§ YOUR TASK:
Identify each line of the records below that contains the string "blazer", and copy every such line in full.

◆ ◆ ◆ ◆ ◆

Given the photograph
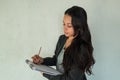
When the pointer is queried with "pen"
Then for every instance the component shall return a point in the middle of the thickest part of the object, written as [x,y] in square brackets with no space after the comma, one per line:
[39,50]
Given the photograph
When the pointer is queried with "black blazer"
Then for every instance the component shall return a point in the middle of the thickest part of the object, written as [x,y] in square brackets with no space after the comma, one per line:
[74,73]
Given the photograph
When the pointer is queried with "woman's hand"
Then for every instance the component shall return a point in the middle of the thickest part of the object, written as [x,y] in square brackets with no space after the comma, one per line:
[37,59]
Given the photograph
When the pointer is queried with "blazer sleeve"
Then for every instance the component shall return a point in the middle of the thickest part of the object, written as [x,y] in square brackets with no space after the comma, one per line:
[74,74]
[51,61]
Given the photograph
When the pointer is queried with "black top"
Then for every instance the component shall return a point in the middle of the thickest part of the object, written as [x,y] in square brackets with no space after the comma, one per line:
[74,73]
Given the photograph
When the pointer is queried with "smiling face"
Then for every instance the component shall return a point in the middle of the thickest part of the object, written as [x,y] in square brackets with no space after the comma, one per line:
[68,27]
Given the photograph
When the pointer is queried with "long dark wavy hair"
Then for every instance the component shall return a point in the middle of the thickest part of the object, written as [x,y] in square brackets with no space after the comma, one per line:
[80,52]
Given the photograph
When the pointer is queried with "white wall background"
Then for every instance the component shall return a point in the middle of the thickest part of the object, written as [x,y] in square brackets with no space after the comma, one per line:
[25,25]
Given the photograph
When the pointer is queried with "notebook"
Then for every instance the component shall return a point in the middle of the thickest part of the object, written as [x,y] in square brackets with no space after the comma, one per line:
[42,68]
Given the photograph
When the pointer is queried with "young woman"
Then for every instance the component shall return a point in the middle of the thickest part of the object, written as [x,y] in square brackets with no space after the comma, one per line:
[74,51]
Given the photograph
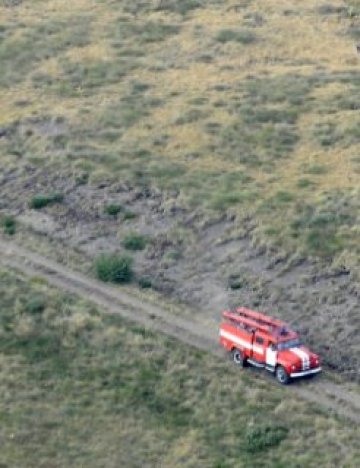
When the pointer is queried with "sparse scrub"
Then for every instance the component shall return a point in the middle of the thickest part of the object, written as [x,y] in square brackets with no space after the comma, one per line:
[35,304]
[145,282]
[42,200]
[102,370]
[263,437]
[9,225]
[113,209]
[134,241]
[114,268]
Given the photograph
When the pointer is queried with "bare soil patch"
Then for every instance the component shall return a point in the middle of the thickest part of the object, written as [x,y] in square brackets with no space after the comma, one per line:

◆ ◆ ◆ ◆ ◆

§ REPLY TO THE TASK:
When the pointer is queried with "black blazer"
When the pointer is queried with "blazer sleeve"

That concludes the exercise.